I’m discovering my identity, and how I want to tell my story. That’s what I came for. That’s what I left for. Not to get caught up in generalizations. Not to get distracted by the same western problems. Not to confine my mind, my body, or my soul into any box – literal or figurative.

I didn’t leave America to form or subscribe to generalizations. Nor did I go to be filed under any.

I left to learn. I left to expand. I left to transform.

From the outside looking in, some of my actions may not have looked like the best choices. Some were, some were not. But, I’m new at this solo-traveling, nomad life so I’m giving my own self a pass.

Mistakes are allowed. Without them, we don’t learn. Without learning, we are bound to repeat.
So now, I prefer to describe life as a custom pathway. Not a racetrack.

My task: Control the pace.

Forest Gump said, “Life is like…”

So yesterday my wallet was stolen while my friend and I were at the beach, enjoying the beautiful waters of the Andaman Sea. We were just returning to our things, ready to grab a bite to eat and possibly head to another beach when that sick feeling came over me. I was sure where I’d left my wallet, but it wasn’t there.

(Location labeling records)
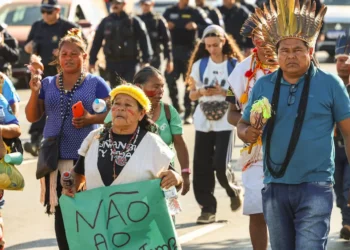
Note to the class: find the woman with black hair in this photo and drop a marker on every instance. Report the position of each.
(170, 127)
(211, 63)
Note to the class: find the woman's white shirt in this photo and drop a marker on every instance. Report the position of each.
(151, 157)
(213, 72)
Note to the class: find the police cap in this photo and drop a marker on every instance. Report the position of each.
(49, 4)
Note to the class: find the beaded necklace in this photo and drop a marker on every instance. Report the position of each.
(121, 156)
(255, 65)
(71, 93)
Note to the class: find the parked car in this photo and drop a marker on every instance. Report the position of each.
(19, 15)
(159, 6)
(336, 22)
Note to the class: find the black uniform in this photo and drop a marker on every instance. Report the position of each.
(234, 18)
(125, 37)
(183, 44)
(9, 53)
(214, 15)
(159, 35)
(46, 39)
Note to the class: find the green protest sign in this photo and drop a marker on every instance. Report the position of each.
(130, 216)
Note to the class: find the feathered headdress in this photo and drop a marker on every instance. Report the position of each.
(342, 46)
(253, 26)
(288, 20)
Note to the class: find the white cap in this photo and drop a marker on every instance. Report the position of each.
(214, 29)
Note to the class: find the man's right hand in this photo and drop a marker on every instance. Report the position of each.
(251, 134)
(171, 25)
(35, 83)
(92, 68)
(29, 47)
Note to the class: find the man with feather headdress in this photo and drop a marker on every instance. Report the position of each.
(342, 168)
(263, 61)
(298, 138)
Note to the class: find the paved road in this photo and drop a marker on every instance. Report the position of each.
(27, 227)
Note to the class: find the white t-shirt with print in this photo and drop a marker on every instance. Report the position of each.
(214, 72)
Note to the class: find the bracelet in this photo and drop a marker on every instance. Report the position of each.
(186, 170)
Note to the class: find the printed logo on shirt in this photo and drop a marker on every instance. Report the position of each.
(106, 151)
(186, 16)
(230, 92)
(174, 16)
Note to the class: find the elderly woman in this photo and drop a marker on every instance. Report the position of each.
(211, 63)
(55, 96)
(126, 151)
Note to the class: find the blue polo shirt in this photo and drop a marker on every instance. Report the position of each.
(328, 102)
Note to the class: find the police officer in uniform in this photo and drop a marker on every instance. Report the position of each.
(213, 13)
(159, 35)
(235, 14)
(125, 37)
(43, 40)
(185, 23)
(9, 52)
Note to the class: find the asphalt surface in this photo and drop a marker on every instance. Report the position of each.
(28, 227)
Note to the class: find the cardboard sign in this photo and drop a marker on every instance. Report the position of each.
(128, 216)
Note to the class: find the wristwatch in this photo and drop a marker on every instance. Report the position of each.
(186, 170)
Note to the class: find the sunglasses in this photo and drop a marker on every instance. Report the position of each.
(49, 12)
(292, 90)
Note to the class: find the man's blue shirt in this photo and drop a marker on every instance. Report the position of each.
(9, 91)
(328, 102)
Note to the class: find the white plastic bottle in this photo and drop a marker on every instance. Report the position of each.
(172, 201)
(99, 106)
(2, 115)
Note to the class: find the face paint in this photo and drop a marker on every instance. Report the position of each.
(131, 112)
(150, 93)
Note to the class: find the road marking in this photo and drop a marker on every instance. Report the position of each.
(200, 232)
(29, 161)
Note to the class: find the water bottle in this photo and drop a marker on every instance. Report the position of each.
(67, 181)
(15, 158)
(99, 106)
(172, 201)
(2, 115)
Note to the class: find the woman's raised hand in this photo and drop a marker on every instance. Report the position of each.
(186, 183)
(82, 121)
(170, 178)
(35, 83)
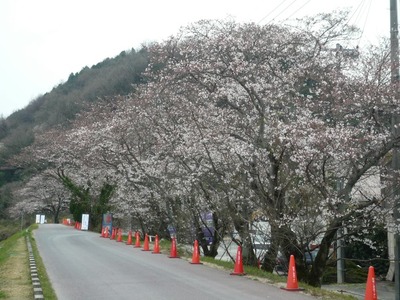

Given task 1:
Based on the travel excerpt, answer yes or no for each statement below, and quote the words of the excerpt that decide it. (a) The writer left America to form generalizations. (b) The writer's wallet was stolen at a beach on the Andaman Sea. (c) The writer prefers to describe life as a racetrack.
Given task 2:
Translate this sentence from the travel excerpt into Spanish: "I didn’t leave America to form or subscribe to generalizations."
Given task 3:
In the travel excerpt, list every verb that directly follows the words "I left to".

Written solution 1:
(a) No: "I didn’t leave America to form or subscribe to generalizations."
(b) Yes: "So yesterday my wallet was stolen while my friend and I were at the beach, enjoying the beautiful waters of the Andaman Sea."
(c) No: "So now, I prefer to describe life as a custom pathway. Not a racetrack."

Written solution 2:
No dejé Estados Unidos para formar generalizaciones ni para suscribirme a ellas.

Written solution 3:
learn, expand, transform